● **TASK OBJECTIVE**
Copy all the material below, exactly as it stands.

+ + + + +

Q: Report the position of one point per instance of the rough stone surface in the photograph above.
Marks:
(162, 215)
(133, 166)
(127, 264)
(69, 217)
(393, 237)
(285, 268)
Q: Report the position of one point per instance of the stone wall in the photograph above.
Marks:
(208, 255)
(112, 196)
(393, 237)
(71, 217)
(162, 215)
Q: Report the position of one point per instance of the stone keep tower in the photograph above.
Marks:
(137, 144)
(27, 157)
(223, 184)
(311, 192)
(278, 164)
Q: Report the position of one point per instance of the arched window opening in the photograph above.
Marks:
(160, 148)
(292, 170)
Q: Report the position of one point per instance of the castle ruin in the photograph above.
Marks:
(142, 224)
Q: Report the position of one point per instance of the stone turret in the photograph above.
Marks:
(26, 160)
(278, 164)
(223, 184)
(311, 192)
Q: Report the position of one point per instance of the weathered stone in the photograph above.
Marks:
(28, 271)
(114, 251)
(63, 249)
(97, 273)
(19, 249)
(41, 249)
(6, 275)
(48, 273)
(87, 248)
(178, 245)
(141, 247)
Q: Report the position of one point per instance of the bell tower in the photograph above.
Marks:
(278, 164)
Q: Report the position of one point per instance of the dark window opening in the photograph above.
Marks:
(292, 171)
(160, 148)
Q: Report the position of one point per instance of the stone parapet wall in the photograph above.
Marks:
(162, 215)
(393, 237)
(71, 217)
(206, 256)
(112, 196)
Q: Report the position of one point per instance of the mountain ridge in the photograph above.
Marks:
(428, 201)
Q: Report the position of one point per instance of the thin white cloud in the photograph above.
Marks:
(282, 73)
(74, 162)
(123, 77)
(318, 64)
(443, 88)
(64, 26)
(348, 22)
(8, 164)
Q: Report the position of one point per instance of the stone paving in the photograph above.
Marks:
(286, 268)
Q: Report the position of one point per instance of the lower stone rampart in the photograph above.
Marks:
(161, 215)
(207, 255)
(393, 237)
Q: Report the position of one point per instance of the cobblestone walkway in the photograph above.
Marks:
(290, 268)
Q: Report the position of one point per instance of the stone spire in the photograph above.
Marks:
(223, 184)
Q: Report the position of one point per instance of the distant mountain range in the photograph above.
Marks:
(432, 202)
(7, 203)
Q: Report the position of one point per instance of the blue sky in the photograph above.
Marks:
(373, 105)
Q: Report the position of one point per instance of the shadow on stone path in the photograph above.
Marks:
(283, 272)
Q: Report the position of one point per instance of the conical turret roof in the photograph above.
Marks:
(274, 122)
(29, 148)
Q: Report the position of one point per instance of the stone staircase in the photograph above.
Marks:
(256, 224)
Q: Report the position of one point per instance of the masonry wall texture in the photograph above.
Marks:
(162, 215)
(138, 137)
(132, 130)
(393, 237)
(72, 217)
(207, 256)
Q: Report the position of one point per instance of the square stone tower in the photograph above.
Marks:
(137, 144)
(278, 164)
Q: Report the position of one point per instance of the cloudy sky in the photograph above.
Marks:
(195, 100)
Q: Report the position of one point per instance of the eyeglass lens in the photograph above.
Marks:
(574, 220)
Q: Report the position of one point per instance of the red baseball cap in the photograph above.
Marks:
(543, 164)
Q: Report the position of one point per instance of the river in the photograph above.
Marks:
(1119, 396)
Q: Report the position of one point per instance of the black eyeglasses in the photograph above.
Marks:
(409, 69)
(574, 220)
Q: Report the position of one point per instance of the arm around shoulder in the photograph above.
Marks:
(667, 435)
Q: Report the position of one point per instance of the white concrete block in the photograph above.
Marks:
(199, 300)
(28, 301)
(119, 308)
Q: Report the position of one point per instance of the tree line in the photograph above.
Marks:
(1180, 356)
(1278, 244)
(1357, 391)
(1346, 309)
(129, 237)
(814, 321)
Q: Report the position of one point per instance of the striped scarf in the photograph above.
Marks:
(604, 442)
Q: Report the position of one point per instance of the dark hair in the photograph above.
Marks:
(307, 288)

+ + + + +

● **SOLUTION TO THE EXERCISE**
Q: Report the position of one point per instance of the rough stone surface in the photograph above.
Marks:
(162, 215)
(133, 166)
(127, 264)
(69, 217)
(393, 237)
(285, 268)
Q: Report the position of one point per instance of the stone wall in the photograph above.
Marks:
(208, 255)
(112, 196)
(393, 237)
(71, 217)
(162, 215)
Q: Report the position of one point per instance of the stone keep tower in the photograph above.
Marks:
(137, 144)
(27, 157)
(223, 184)
(311, 192)
(278, 164)
Q: Report the position of one point per instance of the arched window opening in the photograph above.
Marks:
(160, 148)
(292, 170)
Q: Report the position of one point per instance of the castle ruin in the photograph above.
Marks:
(142, 224)
Q: Report the position of one point per instance of the stone turret in the photograph above.
Marks:
(26, 160)
(278, 164)
(223, 184)
(311, 192)
Q: Report the position of one point per instance of the weathered stone in the photograph above.
Marks:
(28, 271)
(114, 251)
(63, 249)
(97, 273)
(19, 249)
(41, 249)
(6, 275)
(48, 273)
(87, 248)
(178, 245)
(141, 247)
Q: Report the position of one point per instance of the bell tower in the photograph above.
Marks:
(278, 164)
Q: Report the position of one point per instance of the dark window opening in the photograph above.
Marks:
(292, 171)
(160, 148)
Q: Report the position of one point per instance of the stone parapet wall in the photograph above.
Marks:
(162, 215)
(393, 237)
(71, 217)
(206, 256)
(112, 196)
Q: Report the position of one point per instance of the mountain ridge in the photograph above.
Marks:
(428, 201)
Q: Report the position of one point per instance of the thin white cloud in the photograph above.
Marks:
(282, 73)
(74, 162)
(123, 77)
(318, 64)
(443, 88)
(64, 26)
(348, 22)
(8, 164)
Q: Report the position of one point per instance of the stone paving in the photograph above.
Marks:
(286, 268)
Q: Report the position of one point per instance of the lower stone rampart in the photograph above.
Marks:
(161, 215)
(207, 255)
(393, 237)
Q: Report the position of one point per instance of the cobblestone walkway in the photograph above.
Marks:
(290, 268)
Q: Report the position of one point per instance of the stone spire in the photograph above.
Marks:
(223, 184)
Q: Report the position of one point per instance of the distant mountain range in the photograph above.
Marks:
(432, 202)
(7, 203)
Q: Report the position of one point per instance of the blue sky in the photograph above.
Marks:
(373, 105)
Q: Report the position of one point per instance of the shadow on stone path in the photograph above.
Marks:
(283, 272)
Q: Report the position of one point per instance of the conical turret roof in the photograph above.
Marks:
(274, 122)
(29, 148)
Q: Report the position of one point per instance of the stone staircase in the photograph above.
Marks:
(256, 224)
Q: Report the position of one point per instance of the masonry wall texture in the photograph above.
Marks:
(162, 215)
(138, 137)
(132, 130)
(393, 237)
(72, 217)
(207, 256)
Q: Report the position of one point per instance of the square stone tower in the photograph above.
Marks:
(137, 144)
(278, 164)
Q: Report the position of one point per instance of the cloudy sky in the photograph above.
Marks:
(195, 100)
Q: Report the position of one point per instance of the eyeglass lens in the photograph above.
Marks:
(574, 220)
Q: Report the position of one point per instance of the red baseball cap in the photograph above.
Marks:
(543, 164)
Q: Report the position of one point per instance of the river in the photograph above.
Marks:
(1119, 396)
Q: Report the position of one point per instance of the black eyeglasses in the photograph above.
Marks:
(409, 69)
(574, 220)
Q: Report the position of one point per instance of the arm around shoulder in the photograph above.
Marks:
(667, 435)
Q: Report the position of one point per instance of the white concrete block in the photograph above.
Marks:
(199, 300)
(28, 301)
(119, 308)
Q: Report the position of one point per instance of the tree line in the photograph above.
Marks:
(1180, 356)
(1278, 244)
(1357, 391)
(1346, 309)
(129, 237)
(814, 321)
Q: Report the position of one point per instance of the striped scarf in the photograph above.
Marks:
(604, 442)
Q: Report the position of one point per instance of the dark hair in the photograph above.
Marks:
(307, 288)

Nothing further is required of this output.